* [Source document]
>> start

SECURITIES AND EXCHANGE COMMISSION

WASHINGTON, D.C. 20549

 

 

FORM 8-K

 

 

CURRENT REPORT

Pursuant to Section 13 or 15(d)

of the Securities Exchange Act of 1934

Date of report (Date of earliest event reported): September 15, 2017

 

 

CSW INDUSTRIALS, INC.

(Exact Name Of Registrant As Specified In Charter)

 

 

 

Delaware   001-37454   47-2266942

(State or Other Jurisdiction

of Incorporation)

 

(Commission

File Number)

 

(IRS Employer

Identification No.)

5420 Lyndon B. Johnson Freeway, Suite 500

Dallas, Texas 75240

(Address of Principal Executive Offices) (Zip Code)

Registrant’s telephone number, including area code: (214) 884-3777

 

 

Check the appropriate box below if the Form 8-K filing is intended to simultaneously satisfy the filing obligation of the registrant under any of the following provisions (see General Instruction A.2. below):

 

Written communications pursuant to Rule 425 under the Securities Act (17 CFR 230.425)

>> end

* [Material provided]

>> start

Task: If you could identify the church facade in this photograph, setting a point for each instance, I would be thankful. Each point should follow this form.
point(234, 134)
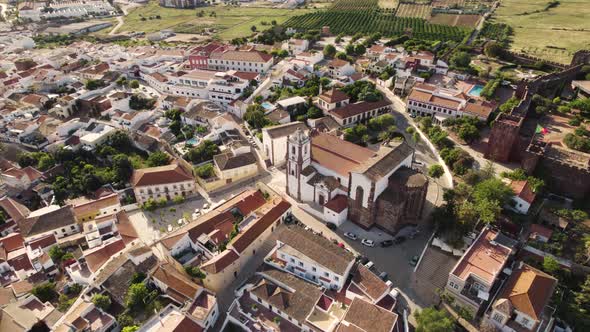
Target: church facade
point(350, 182)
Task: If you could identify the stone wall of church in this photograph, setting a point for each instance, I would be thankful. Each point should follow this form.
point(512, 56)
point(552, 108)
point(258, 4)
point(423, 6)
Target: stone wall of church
point(389, 216)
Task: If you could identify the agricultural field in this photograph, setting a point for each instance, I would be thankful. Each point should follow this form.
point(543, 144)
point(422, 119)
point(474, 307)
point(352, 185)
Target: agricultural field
point(230, 21)
point(389, 4)
point(354, 16)
point(414, 10)
point(549, 33)
point(468, 21)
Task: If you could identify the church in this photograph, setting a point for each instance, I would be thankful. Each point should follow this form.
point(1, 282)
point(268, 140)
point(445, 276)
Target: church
point(351, 182)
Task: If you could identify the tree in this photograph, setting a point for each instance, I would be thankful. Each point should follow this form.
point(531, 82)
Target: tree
point(45, 292)
point(137, 294)
point(122, 167)
point(314, 113)
point(329, 51)
point(550, 264)
point(205, 171)
point(158, 158)
point(461, 59)
point(255, 116)
point(203, 152)
point(341, 56)
point(56, 253)
point(436, 171)
point(432, 320)
point(493, 49)
point(102, 301)
point(468, 132)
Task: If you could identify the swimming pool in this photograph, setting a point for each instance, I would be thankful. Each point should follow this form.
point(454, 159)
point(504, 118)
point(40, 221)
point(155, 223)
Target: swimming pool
point(193, 141)
point(476, 90)
point(267, 106)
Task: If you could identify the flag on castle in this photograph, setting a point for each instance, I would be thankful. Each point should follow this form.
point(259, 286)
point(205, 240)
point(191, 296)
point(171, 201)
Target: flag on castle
point(541, 130)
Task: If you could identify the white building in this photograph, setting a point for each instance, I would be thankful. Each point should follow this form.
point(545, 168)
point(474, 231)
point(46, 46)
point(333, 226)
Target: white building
point(442, 103)
point(162, 182)
point(523, 303)
point(312, 257)
point(248, 61)
point(274, 141)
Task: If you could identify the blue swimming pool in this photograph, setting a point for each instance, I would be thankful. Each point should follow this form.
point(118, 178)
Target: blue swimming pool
point(193, 141)
point(267, 106)
point(476, 90)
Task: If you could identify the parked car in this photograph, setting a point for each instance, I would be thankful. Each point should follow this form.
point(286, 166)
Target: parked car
point(399, 239)
point(351, 236)
point(386, 243)
point(368, 243)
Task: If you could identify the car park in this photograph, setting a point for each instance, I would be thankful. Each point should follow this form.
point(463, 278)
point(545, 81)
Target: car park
point(386, 243)
point(368, 243)
point(351, 236)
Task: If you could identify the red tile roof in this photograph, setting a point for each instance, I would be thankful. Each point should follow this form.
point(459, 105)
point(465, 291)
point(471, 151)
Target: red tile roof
point(173, 173)
point(96, 259)
point(529, 290)
point(220, 262)
point(523, 190)
point(337, 204)
point(256, 228)
point(12, 242)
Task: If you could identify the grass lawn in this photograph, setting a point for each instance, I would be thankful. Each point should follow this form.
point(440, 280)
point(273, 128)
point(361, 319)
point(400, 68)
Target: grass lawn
point(230, 21)
point(554, 34)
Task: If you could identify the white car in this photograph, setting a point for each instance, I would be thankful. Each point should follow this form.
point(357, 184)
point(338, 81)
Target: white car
point(351, 236)
point(368, 243)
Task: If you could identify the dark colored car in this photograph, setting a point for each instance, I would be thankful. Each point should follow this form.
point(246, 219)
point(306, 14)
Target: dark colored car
point(399, 239)
point(386, 243)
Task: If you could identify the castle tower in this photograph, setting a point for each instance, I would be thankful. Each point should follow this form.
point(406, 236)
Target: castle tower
point(298, 158)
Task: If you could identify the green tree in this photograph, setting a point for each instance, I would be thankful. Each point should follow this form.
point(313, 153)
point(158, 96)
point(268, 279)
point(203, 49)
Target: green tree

>> end

* [What you need to do]
[1] Echo the stretch of the CSW Industrials Form 8-K from "File Number)" through "Offices) (Zip Code)".
[2] From the CSW Industrials Form 8-K, list every descriptive caption that appears in parentheses beneath the registrant's identifying details.
[3] Pick up the CSW Industrials Form 8-K after its last line and continue it.
The items have no connection to the CSW Industrials Form 8-K.

* [Results by task]
[1]
File Number)

 

(IRS Employer

Identification No.)

5420 Lyndon B. Johnson Freeway, Suite 500

Dallas, Texas 75240

(Address of Principal Executive Offices) (Zip Code)

[2]
Exact Name Of Registrant As Specified In Charter
State or Other Jurisdiction of Incorporation
Commission File Number
IRS Employer Identification No.
Address of Principal Executive Offices
Zip Code

[3]
 

Soliciting material pursuant to Rule 14a-12 under the Exchange Act (17 CFR 240.14a-12)

 

Pre-commencement communications pursuant to Rule 14d-2(b) under the Exchange Act (17 CFR 240.14d-2(b))

 

Pre-commencement communications pursuant to Rule 13e-4(c) under the Exchange Act (17 CFR 240.13e-4(c))

Indicate by check mark whether the registrant is an emerging growth company as defined in Rule 405 of the Securities Act of 1933 (§230.405 of this chapter) or Rule 12b-2 of the Securities Exchange Act of 1934 (§240.12b-2 of this chapter).

Emerging growth company  ☐

If an emerging growth company, indicate by check mark if the registrant has elected not to use the extended transition period for complying with any new or revised financial accounting standards provided pursuant to Section 13(a) of the Exchange Act.  ☐

 

 

 


Item 1.01 Entry Into a Material Definitive Agreement.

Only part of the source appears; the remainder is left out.